Work instructions: Copy out the review of Glints' 28 Days word for word, in full.

Quoted passage:
──────

Glints 28 Days: A fascinatingly disturbing insight into the whole gamut of lockdown emotions.
“Face mask on, matching rubber gloves like I’m way too fashion – frustration. No I’m not doing too well”.
Probably the most accurate summary of lockdown life, Glints’ latest release 28 Days presents a sharp and poignant depiction of the emotional turmoil of isolation. The mixtape is cinematic in every sense of the word: a continuous flow of music brimming with film references, accompanied by a video by Glen Schrijverys and Iljen Put.
Glints plunges the listener into an intense and noisy sound world in track one itsafuckinglockdown, inspired by UK Grime instrumentals to depict the suffocating cabin fever of quarantine. The accompanying video’s vivid colour scheme of blue, red, black and white immerses the listener in an inescapable synaesthetic nightmare, while the perpetual recurrence of a rippling, moustached smiley face in the video becomes weirdly comforting throughout this unpredictable journey. Glints’ unique lyricism combines humour and anxiety in close proximity. The opening track sounds like the introduction to some sort of comedy dystopian musical until you realise that lines such as “Friends and family are a luxury” disguised behind a fast BPM convey the sinister reality of our new normal.

──────

Data:
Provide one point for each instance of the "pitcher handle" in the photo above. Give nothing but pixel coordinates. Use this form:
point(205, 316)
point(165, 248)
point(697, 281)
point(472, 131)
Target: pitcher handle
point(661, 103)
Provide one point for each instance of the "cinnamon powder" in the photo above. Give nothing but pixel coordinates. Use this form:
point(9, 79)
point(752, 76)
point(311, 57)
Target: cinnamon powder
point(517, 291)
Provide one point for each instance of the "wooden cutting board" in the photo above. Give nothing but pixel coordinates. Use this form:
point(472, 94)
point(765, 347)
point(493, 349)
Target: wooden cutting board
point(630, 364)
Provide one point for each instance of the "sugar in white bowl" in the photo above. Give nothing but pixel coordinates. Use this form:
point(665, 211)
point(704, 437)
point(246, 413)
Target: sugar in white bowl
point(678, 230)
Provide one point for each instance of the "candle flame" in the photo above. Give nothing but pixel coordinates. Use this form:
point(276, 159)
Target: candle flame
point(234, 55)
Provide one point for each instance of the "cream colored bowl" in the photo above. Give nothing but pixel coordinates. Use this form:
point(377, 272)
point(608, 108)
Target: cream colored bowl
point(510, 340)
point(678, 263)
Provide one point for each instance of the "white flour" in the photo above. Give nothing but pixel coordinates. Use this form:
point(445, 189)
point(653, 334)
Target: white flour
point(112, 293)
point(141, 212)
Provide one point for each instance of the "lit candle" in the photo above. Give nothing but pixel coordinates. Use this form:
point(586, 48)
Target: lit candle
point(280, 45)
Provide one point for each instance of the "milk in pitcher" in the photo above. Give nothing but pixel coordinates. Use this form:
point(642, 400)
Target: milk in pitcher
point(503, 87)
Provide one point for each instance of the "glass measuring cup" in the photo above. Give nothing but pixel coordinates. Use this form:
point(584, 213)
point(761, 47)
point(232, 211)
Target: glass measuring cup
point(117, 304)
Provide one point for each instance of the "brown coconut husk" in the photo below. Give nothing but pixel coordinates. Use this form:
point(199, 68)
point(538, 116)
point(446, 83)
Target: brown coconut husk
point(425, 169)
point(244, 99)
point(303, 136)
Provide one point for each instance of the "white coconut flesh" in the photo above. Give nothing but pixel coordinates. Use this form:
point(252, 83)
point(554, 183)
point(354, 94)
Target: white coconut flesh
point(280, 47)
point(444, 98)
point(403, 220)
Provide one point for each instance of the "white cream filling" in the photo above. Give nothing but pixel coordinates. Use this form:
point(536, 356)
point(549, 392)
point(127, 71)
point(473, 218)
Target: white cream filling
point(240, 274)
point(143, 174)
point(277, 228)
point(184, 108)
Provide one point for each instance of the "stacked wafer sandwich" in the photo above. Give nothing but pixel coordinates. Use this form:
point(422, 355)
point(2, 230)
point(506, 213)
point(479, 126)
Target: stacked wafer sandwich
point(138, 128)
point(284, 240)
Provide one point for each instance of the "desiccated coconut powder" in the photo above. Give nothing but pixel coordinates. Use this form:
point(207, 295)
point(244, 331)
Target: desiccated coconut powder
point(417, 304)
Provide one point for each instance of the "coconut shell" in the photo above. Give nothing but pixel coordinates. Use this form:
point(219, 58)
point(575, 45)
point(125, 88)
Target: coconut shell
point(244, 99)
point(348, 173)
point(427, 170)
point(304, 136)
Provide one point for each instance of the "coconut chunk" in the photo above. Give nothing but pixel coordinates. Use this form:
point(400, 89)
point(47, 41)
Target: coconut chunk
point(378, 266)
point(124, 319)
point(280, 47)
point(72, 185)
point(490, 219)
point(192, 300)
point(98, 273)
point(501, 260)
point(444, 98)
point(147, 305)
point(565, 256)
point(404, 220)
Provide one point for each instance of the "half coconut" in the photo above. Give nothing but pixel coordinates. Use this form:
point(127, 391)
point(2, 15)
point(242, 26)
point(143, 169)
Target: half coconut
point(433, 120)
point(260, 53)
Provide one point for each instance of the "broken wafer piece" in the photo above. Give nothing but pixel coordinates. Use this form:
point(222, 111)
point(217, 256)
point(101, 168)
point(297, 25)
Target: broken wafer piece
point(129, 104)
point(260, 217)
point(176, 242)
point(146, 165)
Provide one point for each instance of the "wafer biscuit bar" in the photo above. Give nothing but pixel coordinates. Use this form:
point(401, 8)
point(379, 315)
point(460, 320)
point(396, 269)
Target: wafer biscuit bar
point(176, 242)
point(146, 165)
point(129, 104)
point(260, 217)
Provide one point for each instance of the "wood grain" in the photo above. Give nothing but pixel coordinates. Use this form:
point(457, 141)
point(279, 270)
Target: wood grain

──────

Task output:
Glints 28 Days: A fascinatingly disturbing insight into the whole gamut of lockdown emotions.
“Face mask on, matching rubber gloves like I’m way too fashion – frustration. No I’m not doing too well”.
Probably the most accurate summary of lockdown life, Glints’ latest release 28 Days presents a sharp and poignant depiction of the emotional turmoil of isolation. The mixtape is cinematic in every sense of the word: a continuous flow of music brimming with film references, accompanied by a video by Glen Schrijverys and Iljen Put.
Glints plunges the listener into an intense and noisy sound world in track one itsafuckinglockdown, inspired by UK Grime instrumentals to depict the suffocating cabin fever of quarantine. The accompanying video’s vivid colour scheme of blue, red, black and white immerses the listener in an inescapable synaesthetic nightmare, while the perpetual recurrence of a rippling, moustached smiley face in the video becomes weirdly comforting throughout this unpredictable journey. Glints’ unique lyricism combines humour and anxiety in close proximity. The opening track sounds like the introduction to some sort of comedy dystopian musical until you realise that lines such as “Friends and family are a luxury” disguised behind a fast BPM convey the sinister reality of our new normal.